= AUFGABE 1 =
Gib den Absatz im zitierten Text, der mit „Anfang 1948 traf mein Vater“ beginnt, als knappe Stichpunktliste wieder und behalte dabei die wesentlichen Fakten bei.
= AUFGABE 2 =
Greif den Text über die Jahre des Vaters in Polen nach seinem letzten Satz auf und schreib ihn weiter.

= ZITIERTER TEXT =
####
Mein Wissen über diese für die Entwicklung meines Vaters prägende Zeit beschränkt sich auf wenige Einzelheiten, über die er in Gesprächen berichtete. Details wie Orte und Jahreszahlen, über die er in den frühen 70er Jahren berichtete, sind mir nicht im Gedächtnis geblieben. Eine Vorstellung über die Bedingungen, unter denen mein Vater in jener Zeit lebte, erhielt ich durch die Berichte von Genossen, die den gleichen Weg wie er gegangen sind. In »Der Aufenthalt«, »Meine Wendejahre« und »Deutsche in Polen nach 1945« beschrieben Hermann Kant, Harri Czepuck und Manfred Gebhardt, die sich noch gut an den großen und schlanken Gerhard erinnern können, die damalige Zeit.
Anfang 1948 traf mein Vater im Obóz Pracy Warszawa ein, dem Arbeitslager, das sich im ehemaligen Warschauer Ghetto befand. Neben ganz praktischen, organisatorischen Inhalten vermittelte dieser Schnellkurs elementares Wissen über die geschichtlichen Ereignisse und die gesellschaftlichen Zusammenhänge von Faschismus und Krieg und bereitete die Grundlage dafür, dass Polen künftig nicht mehr als Feind, sondern als befreundeter Nachbar gesehen werden sollte. Die Aufgabe der antifaschistischen Gruppe, zu der neben Kant, Czepuck, Gebhardt und vielen anderen auch mein Vater gehörte, war unter anderem die Zusammenstellung der Heimkehrerzüge, die vom oberschlesischen Gliwice aus nach Deutschland fuhren. Entscheidend waren Alter, Gesundheit, soziale und familiäre Verhältnisse. Auch die Frage der Verstrickung in die Wehrmachtverbrechen und der Grad der persönlichen Verantwortung waren nicht ohne Belang. Vieles sprach dafür, dass Gerhard zu einem der ersten Transporte gehören sollte, die nach Deutschland fuhren und erstmals im Herbst 1948 zusammengestellt wurden.
####
= VORLIEGENDES MATERIAL =
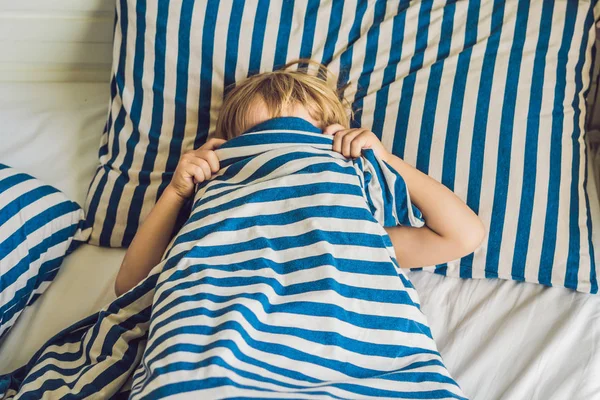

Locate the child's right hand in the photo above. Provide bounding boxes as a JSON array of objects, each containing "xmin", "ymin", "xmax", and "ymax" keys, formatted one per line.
####
= ANTWORT 1 =
- Anfang 1948 kam der Vater ins Obóz Pracy Warszawa, ein Arbeitslager im ehemaligen Warschauer Ghetto.
- Ein Schnellkurs vermittelte praktische und organisatorische Inhalte sowie Grundwissen über die Geschichte und die gesellschaftlichen Zusammenhänge von Faschismus und Krieg. Polen sollte künftig nicht als Feind, sondern als befreundeter Nachbar gelten.
- Der Vater gehörte mit Kant, Czepuck, Gebhardt und vielen anderen zu einer antifaschistischen Gruppe. Diese stellte unter anderem die Heimkehrerzüge von Gliwice nach Deutschland zusammen.
- Entscheidend waren Alter, Gesundheit sowie soziale und familiäre Verhältnisse. Auch die Verstrickung in Wehrmachtverbrechen und der Grad der persönlichen Verantwortung spielten eine Rolle.
- Vieles sprach dafür, dass Gerhard zu einem der ersten Transporte nach Deutschland gehören sollte. Diese wurden erstmals im Herbst 1948 zusammengestellt.

= ANTWORT 2 =
Dann kam es anders als erwartet. Die Angehörigen der Antifa-Gruppe wurden in einer Baracke zusammengerufen. Kurz darauf betrat »Onkel Karl« den Raum und teilte der Gruppe mit, worum es ging. Von diesem älteren Genossen, der sich als Karl Wiesner vorgestellt hatte und den alle »Onkel Karl« nannten, hatte mir mein Vater erzählt. Seinen richtigen Namen erfuhr ich aber erst in einem Gespräch mit Harri Czepuck, als ich zur Ehrung von Rosa Luxemburg und Karl Liebknecht im Januar 2003 in Berlin weilte. »Onkel Karl« hieß eigentlich Karl Wloch und war der Cousin von Wilhelm Wloch, der mit seiner Familie Jahre im Moskauer Exil verbrachte. Die damals entstandene Jugendfreundschaft zwischen Lothar, dem Sohn von Wilhelm Wloch, und Konrad Wolf beschreibt Markus Wolf eindrucksvoll in seinem Buch »Die Troika«.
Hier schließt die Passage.